# Work to be completed
Translate this sentence from the heparin article into Spanish: "Low-molecular-weight heparin is commonly used in surgeries to prevent dangerous blood clots."

Start of Selected extract

Low-molecular-weight heparin is commonly used in surgeries to prevent dangerous blood clots. But when patients experience the other extreme – uncontrolled bleeding – in response to low-molecular-weight heparin, there is no antidote.
Now researchers at the University of North Carolina at Chapel Hill and Rensselaer Polytechnic Institute have created a synthetic form of low-molecular-weight heparin that can be reversed if things go wrong and would be safer for patients with poor kidney function.
“When doctors talk to me about the kind of heparin they want to use during and after surgery, they want it reversible, and they want it to not go through the kidneys,” said Jian Liu, the John A. and Deborah S. McNeill Jr. Distinguished Professor in the UNC Eshelman School of Pharmacy, and one of the inventors of the new drug.
While unfractionated heparin is the type commonly used in procedures such as dialysis, the more-refined low-molecular-weight heparins are the drugs of choice for preventing dangerous blood clots in hospitalized patients. However, low-molecular-weight heparin doesn’t have an antidote and it is also cleared from the body by the kidneys, which can make it unsuitable for patients with a weakened kidney function, a relatively common condition among hospitalized patients.

End of Selected extract
Start of Raw data

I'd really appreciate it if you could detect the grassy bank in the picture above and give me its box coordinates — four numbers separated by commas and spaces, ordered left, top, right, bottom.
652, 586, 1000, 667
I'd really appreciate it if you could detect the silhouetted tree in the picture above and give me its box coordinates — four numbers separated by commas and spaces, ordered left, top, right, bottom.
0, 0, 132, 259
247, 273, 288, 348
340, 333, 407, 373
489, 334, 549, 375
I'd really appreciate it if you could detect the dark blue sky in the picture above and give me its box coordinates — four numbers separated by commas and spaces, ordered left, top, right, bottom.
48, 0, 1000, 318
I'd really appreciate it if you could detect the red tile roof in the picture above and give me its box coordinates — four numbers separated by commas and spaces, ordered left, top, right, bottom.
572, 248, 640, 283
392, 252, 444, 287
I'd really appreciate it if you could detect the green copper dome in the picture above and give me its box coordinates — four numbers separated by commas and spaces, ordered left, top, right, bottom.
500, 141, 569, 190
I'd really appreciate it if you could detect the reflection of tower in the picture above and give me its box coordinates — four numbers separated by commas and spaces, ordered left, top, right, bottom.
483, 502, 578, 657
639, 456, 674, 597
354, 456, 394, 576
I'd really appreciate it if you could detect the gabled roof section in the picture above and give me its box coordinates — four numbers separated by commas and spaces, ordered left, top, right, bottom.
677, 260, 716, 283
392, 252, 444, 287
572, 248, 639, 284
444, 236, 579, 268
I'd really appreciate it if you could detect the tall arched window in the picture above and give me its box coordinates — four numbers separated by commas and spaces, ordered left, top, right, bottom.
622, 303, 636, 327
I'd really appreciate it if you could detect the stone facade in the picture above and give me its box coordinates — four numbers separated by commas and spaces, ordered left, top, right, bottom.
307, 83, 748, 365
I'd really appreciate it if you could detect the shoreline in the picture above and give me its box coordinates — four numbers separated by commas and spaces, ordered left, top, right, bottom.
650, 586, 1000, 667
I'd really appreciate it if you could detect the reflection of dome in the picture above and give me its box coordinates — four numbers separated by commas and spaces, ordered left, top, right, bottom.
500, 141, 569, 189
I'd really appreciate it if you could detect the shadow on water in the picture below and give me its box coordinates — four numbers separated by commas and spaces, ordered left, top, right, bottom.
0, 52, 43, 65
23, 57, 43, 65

End of Raw data

# Task response
La heparina de bajo peso molecular se usa comúnmente en cirugías para prevenir coágulos sanguíneos peligrosos.